Nothing is to be left out: repeat every entry exactly as given.
Top of DATA RECORDS
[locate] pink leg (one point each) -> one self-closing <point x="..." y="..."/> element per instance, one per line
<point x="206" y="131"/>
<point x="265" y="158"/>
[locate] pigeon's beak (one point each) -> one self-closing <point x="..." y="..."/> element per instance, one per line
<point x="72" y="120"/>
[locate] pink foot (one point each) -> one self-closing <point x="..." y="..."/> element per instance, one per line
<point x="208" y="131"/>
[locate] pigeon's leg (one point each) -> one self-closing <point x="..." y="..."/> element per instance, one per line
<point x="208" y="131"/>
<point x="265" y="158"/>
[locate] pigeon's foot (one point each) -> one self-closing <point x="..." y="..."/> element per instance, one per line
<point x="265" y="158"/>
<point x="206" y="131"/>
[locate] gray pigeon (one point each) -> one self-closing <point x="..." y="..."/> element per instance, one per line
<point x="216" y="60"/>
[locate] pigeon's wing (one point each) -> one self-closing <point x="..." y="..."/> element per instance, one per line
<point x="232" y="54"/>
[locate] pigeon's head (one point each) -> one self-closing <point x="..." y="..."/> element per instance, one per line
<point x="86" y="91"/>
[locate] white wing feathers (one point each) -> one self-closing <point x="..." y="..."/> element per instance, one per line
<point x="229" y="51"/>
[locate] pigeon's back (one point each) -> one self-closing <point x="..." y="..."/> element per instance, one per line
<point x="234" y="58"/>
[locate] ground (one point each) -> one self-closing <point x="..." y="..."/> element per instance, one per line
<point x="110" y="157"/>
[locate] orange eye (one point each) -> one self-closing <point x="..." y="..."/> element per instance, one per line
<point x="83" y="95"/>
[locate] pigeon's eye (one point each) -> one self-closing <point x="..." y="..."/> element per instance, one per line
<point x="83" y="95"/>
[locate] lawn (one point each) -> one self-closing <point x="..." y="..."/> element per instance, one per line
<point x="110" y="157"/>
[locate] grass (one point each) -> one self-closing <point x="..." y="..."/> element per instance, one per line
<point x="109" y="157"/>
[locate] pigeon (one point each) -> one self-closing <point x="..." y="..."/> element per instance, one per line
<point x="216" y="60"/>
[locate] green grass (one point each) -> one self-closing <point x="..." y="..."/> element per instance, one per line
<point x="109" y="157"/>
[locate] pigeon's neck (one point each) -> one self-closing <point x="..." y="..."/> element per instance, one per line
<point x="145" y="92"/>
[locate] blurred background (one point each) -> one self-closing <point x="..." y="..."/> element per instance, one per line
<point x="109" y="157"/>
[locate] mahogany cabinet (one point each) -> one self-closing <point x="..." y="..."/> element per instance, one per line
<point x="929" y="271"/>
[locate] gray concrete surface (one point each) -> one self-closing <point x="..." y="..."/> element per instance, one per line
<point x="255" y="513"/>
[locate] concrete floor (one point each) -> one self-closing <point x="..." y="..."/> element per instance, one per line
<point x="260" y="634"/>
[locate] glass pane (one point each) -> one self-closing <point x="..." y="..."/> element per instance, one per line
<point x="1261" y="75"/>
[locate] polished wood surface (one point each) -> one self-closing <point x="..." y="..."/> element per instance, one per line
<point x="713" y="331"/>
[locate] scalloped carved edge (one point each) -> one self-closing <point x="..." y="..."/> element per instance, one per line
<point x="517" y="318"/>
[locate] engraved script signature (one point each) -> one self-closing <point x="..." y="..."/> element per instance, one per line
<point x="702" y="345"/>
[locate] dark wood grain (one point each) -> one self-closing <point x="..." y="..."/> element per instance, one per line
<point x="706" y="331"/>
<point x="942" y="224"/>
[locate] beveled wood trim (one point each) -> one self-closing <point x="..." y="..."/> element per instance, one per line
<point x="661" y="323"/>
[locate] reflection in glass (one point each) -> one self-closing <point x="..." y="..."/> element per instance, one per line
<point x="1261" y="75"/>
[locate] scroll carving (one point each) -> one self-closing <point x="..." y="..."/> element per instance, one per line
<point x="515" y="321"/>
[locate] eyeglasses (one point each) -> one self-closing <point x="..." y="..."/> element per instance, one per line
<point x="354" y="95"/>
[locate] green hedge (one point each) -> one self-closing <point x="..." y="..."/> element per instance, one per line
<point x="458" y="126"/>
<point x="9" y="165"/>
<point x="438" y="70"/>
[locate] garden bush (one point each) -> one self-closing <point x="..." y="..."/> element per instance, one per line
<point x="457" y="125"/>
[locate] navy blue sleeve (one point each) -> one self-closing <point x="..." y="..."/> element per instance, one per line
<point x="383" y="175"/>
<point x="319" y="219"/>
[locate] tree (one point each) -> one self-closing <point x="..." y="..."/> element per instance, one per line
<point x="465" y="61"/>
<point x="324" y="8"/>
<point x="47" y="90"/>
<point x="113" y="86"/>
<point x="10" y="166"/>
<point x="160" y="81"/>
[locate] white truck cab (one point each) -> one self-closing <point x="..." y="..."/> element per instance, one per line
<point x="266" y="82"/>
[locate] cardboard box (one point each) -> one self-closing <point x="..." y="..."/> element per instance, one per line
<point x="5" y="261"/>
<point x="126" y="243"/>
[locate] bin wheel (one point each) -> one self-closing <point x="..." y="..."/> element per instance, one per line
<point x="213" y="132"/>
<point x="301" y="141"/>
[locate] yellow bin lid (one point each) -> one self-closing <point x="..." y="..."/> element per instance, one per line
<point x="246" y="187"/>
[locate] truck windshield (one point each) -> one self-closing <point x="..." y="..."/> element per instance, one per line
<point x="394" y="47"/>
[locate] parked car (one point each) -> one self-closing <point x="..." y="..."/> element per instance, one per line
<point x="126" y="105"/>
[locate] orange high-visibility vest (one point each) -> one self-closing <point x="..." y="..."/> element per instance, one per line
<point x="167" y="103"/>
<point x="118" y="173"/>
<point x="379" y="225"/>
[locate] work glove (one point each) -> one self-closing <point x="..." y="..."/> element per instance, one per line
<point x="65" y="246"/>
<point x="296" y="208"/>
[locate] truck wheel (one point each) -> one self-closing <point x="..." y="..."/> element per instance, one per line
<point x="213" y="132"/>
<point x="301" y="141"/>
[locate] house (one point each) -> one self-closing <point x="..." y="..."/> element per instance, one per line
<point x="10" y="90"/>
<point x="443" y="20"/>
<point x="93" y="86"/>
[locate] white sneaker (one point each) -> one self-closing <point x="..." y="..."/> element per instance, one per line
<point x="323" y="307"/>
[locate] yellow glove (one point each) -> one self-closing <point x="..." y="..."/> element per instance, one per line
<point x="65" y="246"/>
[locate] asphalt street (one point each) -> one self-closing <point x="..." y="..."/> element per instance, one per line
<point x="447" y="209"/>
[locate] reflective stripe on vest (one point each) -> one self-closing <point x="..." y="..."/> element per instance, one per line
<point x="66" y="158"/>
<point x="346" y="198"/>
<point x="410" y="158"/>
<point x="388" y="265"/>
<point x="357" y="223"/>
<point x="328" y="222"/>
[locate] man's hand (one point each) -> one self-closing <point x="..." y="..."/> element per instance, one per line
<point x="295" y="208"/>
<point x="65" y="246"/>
Bottom of DATA RECORDS
:: ANSWER TO THE PROBLEM ::
[locate] pink leg (one point each) -> one self-closing <point x="..." y="..."/> element per instance, one per line
<point x="206" y="131"/>
<point x="265" y="158"/>
[locate] pigeon's beak (one point each) -> one self-closing <point x="..." y="..."/> element per instance, one per line
<point x="72" y="120"/>
[locate] pink foot (one point each) -> one self-closing <point x="..." y="..."/> element per instance, one per line
<point x="208" y="131"/>
[locate] pigeon's leg (one point each) -> one self-closing <point x="..." y="..."/> element per instance, one per line
<point x="208" y="131"/>
<point x="265" y="158"/>
[locate] pigeon's foot (one point each) -> one self-closing <point x="..." y="..."/> element per instance, one per line
<point x="265" y="158"/>
<point x="206" y="131"/>
[locate] gray pigeon (one point each) -> one self-closing <point x="..." y="..."/> element per instance, one per line
<point x="216" y="60"/>
[locate] pigeon's wing (one point each) -> one self-closing <point x="..." y="..."/> element per instance, one per line
<point x="232" y="54"/>
[locate] pigeon's head (one point each) -> one self-closing <point x="..." y="..."/> element per instance, one per line
<point x="86" y="91"/>
[locate] white wing feathers (one point each) -> one self-closing <point x="..." y="..."/> element per instance, one per line
<point x="229" y="51"/>
[locate] pigeon's back (one point each) -> one self-closing <point x="..." y="..."/> element per instance, one per line
<point x="234" y="58"/>
[locate] ground (one point each) -> one self-closing <point x="..." y="..."/> element per instance, one per line
<point x="110" y="157"/>
[locate] orange eye (one point each) -> one self-closing <point x="..." y="..."/> element per instance, one per line
<point x="83" y="95"/>
[locate] pigeon's eye (one point each) -> one self-closing <point x="..." y="..."/> element per instance, one per line
<point x="83" y="95"/>
[locate] lawn (one point each) -> one self-closing <point x="..." y="..."/> element per instance, one per line
<point x="110" y="157"/>
[locate] grass (one point each) -> one self-closing <point x="..." y="..."/> element per instance, one per line
<point x="109" y="157"/>
[locate] pigeon (one point each) -> one self-closing <point x="..." y="..."/> element per instance, one per line
<point x="216" y="60"/>
[locate] green grass (one point each) -> one self-closing <point x="..." y="..."/> element per instance, one per line
<point x="109" y="157"/>
[locate] pigeon's neck (one point each) -> one self-closing <point x="..." y="..."/> element per instance, one per line
<point x="145" y="92"/>
[locate] blurred background (one point each) -> one self-closing <point x="..." y="..."/> element per instance, one per line
<point x="109" y="157"/>
[locate] mahogany cabinet (one point each) -> one self-closing <point x="..." y="..."/> element per instance, one per line
<point x="929" y="271"/>
[locate] gray concrete surface (one point each) -> one self-closing <point x="..." y="..."/> element per instance, one per line
<point x="255" y="513"/>
[locate] concrete floor (one point each) -> one self-closing <point x="..." y="..."/> element per instance, one per line
<point x="260" y="634"/>
[locate] glass pane (one point each) -> one self-closing <point x="..." y="..."/> element per instance, one per line
<point x="1261" y="75"/>
[locate] polished wood surface (one point each) -> one self-closing <point x="..." y="..."/> element per instance, one per line
<point x="713" y="331"/>
[locate] scalloped carved edge (one point each) -> one self-closing <point x="..." y="..."/> element per instance, one per line
<point x="517" y="318"/>
[locate] engraved script signature (one point each) -> one self-closing <point x="..." y="..."/> element per instance, one per line
<point x="702" y="345"/>
[locate] dark wood grain (one point each) -> one self-closing <point x="..." y="..."/> element per instance, one per line
<point x="706" y="331"/>
<point x="942" y="224"/>
[locate] beveled wood trim (one point each) -> one self-closing <point x="..." y="..."/> element per instance, one per line
<point x="661" y="323"/>
[locate] reflection in glass (one point each) -> one self-closing <point x="..." y="..."/> element per instance, one per line
<point x="1261" y="75"/>
[locate] scroll carving (one point each) -> one self-closing <point x="..." y="..."/> element per instance, one per line
<point x="515" y="321"/>
[locate] eyeglasses (one point each) -> one self-closing <point x="..." y="..."/> element per instance, one per line
<point x="354" y="95"/>
[locate] green hedge (one point each) -> one self-closing <point x="..." y="..."/> element per instance, one per line
<point x="458" y="126"/>
<point x="9" y="165"/>
<point x="438" y="70"/>
[locate] garden bush (one point each) -> one self-closing <point x="..." y="..."/> element per instance, one per line
<point x="457" y="125"/>
[locate] navy blue sleeve (one point each) -> one self-closing <point x="..." y="..."/> element per instance, one per line
<point x="383" y="175"/>
<point x="319" y="219"/>
[locate] tree (one point each) -> one self-closing <point x="..." y="..."/> element per instance, one per line
<point x="465" y="61"/>
<point x="324" y="8"/>
<point x="47" y="90"/>
<point x="113" y="86"/>
<point x="10" y="166"/>
<point x="160" y="81"/>
[locate] white truck cab (one point each) -> one self-closing <point x="..." y="..."/> element per instance, one per line
<point x="266" y="82"/>
[locate] cardboard box (one point each) -> one self-closing <point x="..." y="..."/> element per instance, one per line
<point x="5" y="261"/>
<point x="126" y="243"/>
[locate] bin wheel (one point each) -> one self-closing <point x="..." y="..."/> element per instance, one per line
<point x="213" y="132"/>
<point x="301" y="141"/>
[locate] yellow bin lid (one point each) -> one self-closing <point x="..." y="..."/> element per instance, one per line
<point x="246" y="187"/>
[locate] truck windshield (one point each) -> one self-closing <point x="..." y="..."/> element per instance, one per line
<point x="394" y="47"/>
[locate] parked car (one point each) -> one self-closing <point x="..." y="..."/> element per instance, one per line
<point x="126" y="105"/>
[locate] orange high-visibility vest (one point each) -> one self-closing <point x="..." y="..."/> element per instance, one per line
<point x="167" y="103"/>
<point x="118" y="173"/>
<point x="379" y="225"/>
[locate] work glove (one point each) -> one self-closing <point x="..." y="..."/> element per instance, one per line
<point x="65" y="246"/>
<point x="296" y="208"/>
[locate] truck wheel (one point each) -> one self-closing <point x="..." y="..."/> element per instance, one per line
<point x="213" y="132"/>
<point x="301" y="141"/>
[locate] house (one point each) -> one self-closing <point x="..." y="..."/> element per instance, one per line
<point x="10" y="90"/>
<point x="443" y="20"/>
<point x="93" y="86"/>
[locate] white sneaker (one point each) -> one self-closing <point x="..." y="..."/> element per instance, one per line
<point x="323" y="307"/>
[locate] yellow glove (one point each) -> one self-closing <point x="..." y="..."/> element per instance, one per line
<point x="65" y="246"/>
[locate] asphalt street (one point each) -> one self-closing <point x="..." y="..."/> element per instance, one per line
<point x="447" y="209"/>
[locate] reflective stripe on vest (one point each) -> one self-closing <point x="..." y="..."/> element per instance, one per line
<point x="66" y="158"/>
<point x="346" y="198"/>
<point x="410" y="158"/>
<point x="388" y="265"/>
<point x="357" y="223"/>
<point x="328" y="222"/>
[locate] man's hand (one point each) -> one self-closing <point x="..." y="..."/> element per instance, one per line
<point x="295" y="208"/>
<point x="65" y="246"/>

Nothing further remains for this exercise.